>> START SELECTION

Try Dot Nebel. I think that's more like a blue at most resorts. There are a few others you can sorta walk up to and take a look down and judge yourself but that one is a lil more manageable.


----------



## junglecat1971 (Jan 14, 2008)

cifex said:


> even the pros do it sometimes.


When, like when Jeremy Jones is doin an initial drop into 55 degree wind blown, rock exposed couloir?


----------



## nerve (Feb 14, 2008)

I've been riding many of the larger mountains (Mt Snow, Okemo, Killington, Stratton) for over 10 years and a few times a year I hit the smaller mountains (Windham, Hunter and Mountain Creek). This year was the first time I decided to try Belleayre.. 

My opinion is as follows:

I thought the mountain was rather small, not tiny, but still small. It may have felt larger than Hunter if you rode the one trail from one side all the way down two the lower base. Getting up to the top is a pain. a VERY large pain as getting to the lifts are all over the second base of the mountain. They all run across and its not easy for most snowboarders to just unstrap and peddle all the way across. I wasn't happy with the amount of peddling I had to do. The mountain has some nice trails and most of the east side (right side on the trailmap) ones aren't crowded with people, but you are limited. I took a friend of mine who started boarding at a bunch of smaller ones (Camelbak, Creek and Belleayre) to something like Okemo and Mt Snow and he was simply amazed by the size and quality difference in the mountains. I feel once a ride has gotten to a certain plateau they will need to move up to a larger mountain to increase their ability to ride dynamic trails.

In reality. I wasn't all that pleased with Belleayre. I think its better than most of the PA mountains but definitely not better than Windham. All I can say is as an experienced rider I wouldn't go back there unless they gave me my free birthday lift ticket or unless i was taking some new riders to learn.

Stay off the lower half of the mountain as its SUPER crowded. Also the lifts are shitty as hell as they come at 20MPH around the corner to try and sweep you with limited padding. The day I went I saw atleast 4-5 people fall off the lifts. One woman was carried like 4-5ft off the floor and she had to let go and fell on ice. Granted its mostly her fault but I will say that the lifts come in a bit too fast. As for getting off them the newbie snowboarders will be rolling off those things if they haven't learned to ride one footed/stomp pad.


----------

>> END SELECTION

> GIVEN INSTRUCTION A
Reproduce word for word the passage of the thread that opens with the words containing "## junglecat1971 (Jan" and closes with "rock exposed couloir?".
> GIVEN INSTRUCTION B
Which larger mountains does the poster nerve say they have been riding for over 10 years in the thread?
> GIVEN INSTRUCTION C
In the thread, what speed does nerve say the Belleayre lifts come around the corner at?
The rows that follow come from a different source than the thread.

>> START GIVEN INFORMATION

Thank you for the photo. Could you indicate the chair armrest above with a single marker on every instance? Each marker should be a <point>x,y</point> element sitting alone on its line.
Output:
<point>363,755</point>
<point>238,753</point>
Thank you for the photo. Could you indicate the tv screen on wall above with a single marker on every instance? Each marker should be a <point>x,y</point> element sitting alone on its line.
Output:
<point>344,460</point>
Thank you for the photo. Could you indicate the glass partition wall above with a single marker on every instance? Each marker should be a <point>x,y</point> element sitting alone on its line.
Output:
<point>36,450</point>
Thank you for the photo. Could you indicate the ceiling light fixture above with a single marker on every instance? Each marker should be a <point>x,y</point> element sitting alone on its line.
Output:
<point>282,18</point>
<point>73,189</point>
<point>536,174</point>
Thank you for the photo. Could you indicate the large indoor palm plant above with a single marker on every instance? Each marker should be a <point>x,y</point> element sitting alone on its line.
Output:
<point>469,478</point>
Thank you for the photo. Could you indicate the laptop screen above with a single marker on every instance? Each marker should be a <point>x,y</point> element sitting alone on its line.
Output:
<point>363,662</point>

>> END GIVEN INFORMATION
>> START GIVEN INFORMATION

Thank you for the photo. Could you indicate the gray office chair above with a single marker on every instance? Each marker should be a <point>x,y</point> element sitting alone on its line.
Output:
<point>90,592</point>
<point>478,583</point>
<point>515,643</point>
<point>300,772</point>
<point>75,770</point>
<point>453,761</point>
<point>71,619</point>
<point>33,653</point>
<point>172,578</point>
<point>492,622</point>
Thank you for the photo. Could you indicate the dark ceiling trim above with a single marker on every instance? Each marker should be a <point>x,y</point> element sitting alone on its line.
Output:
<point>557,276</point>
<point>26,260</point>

>> END GIVEN INFORMATION
>> START GIVEN INFORMATION

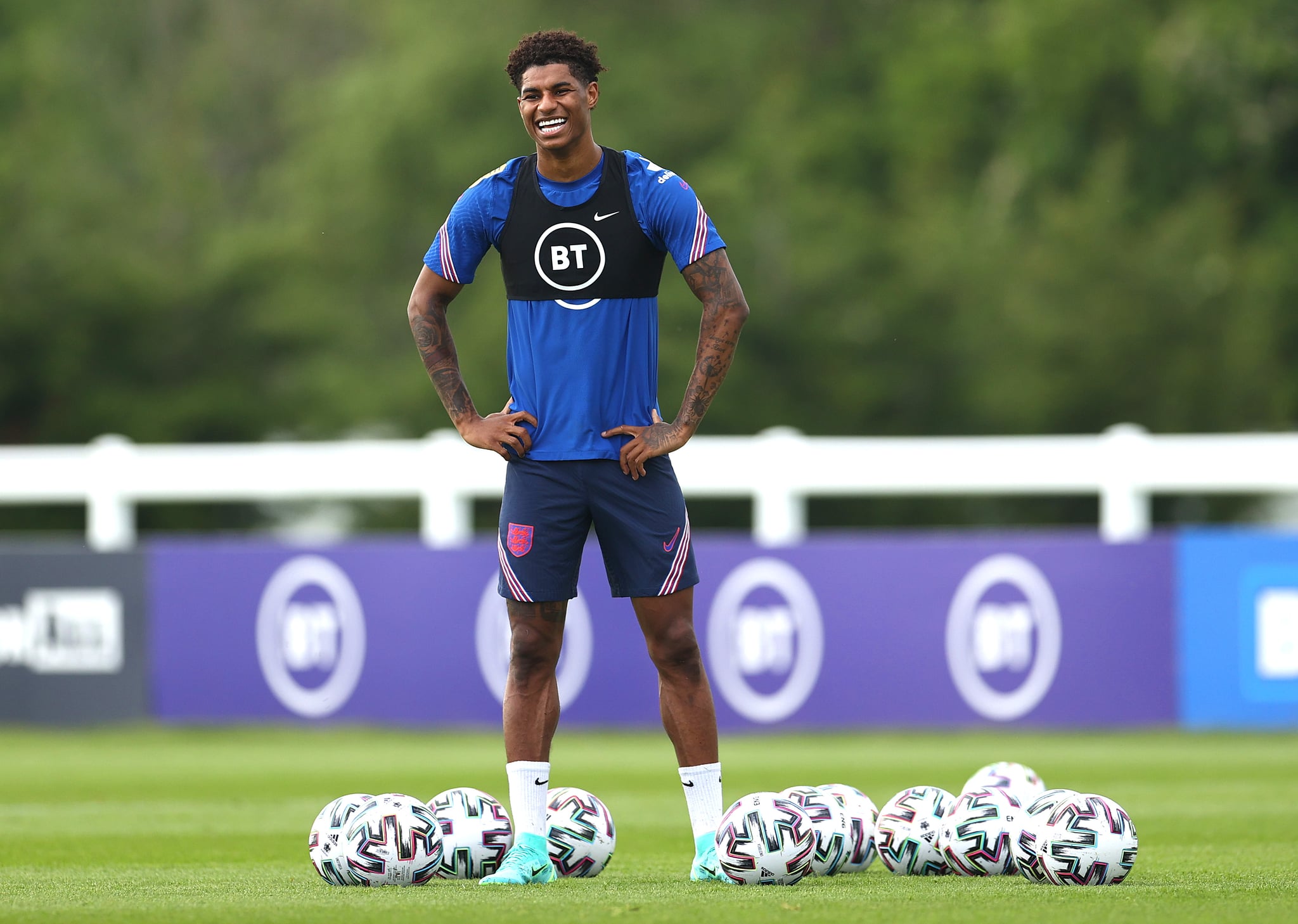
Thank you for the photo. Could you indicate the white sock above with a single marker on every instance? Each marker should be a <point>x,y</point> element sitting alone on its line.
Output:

>> END GIVEN INFORMATION

> OUTPUT A
## junglecat1971 (Jan 14, 2008)

cifex said:


> even the pros do it sometimes.


When, like when Jeremy Jones is doin an initial drop into 55 degree wind blown, rock exposed couloir?

> OUTPUT B
Mt Snow, Okemo, Killington, Stratton

> OUTPUT C
20 MPH.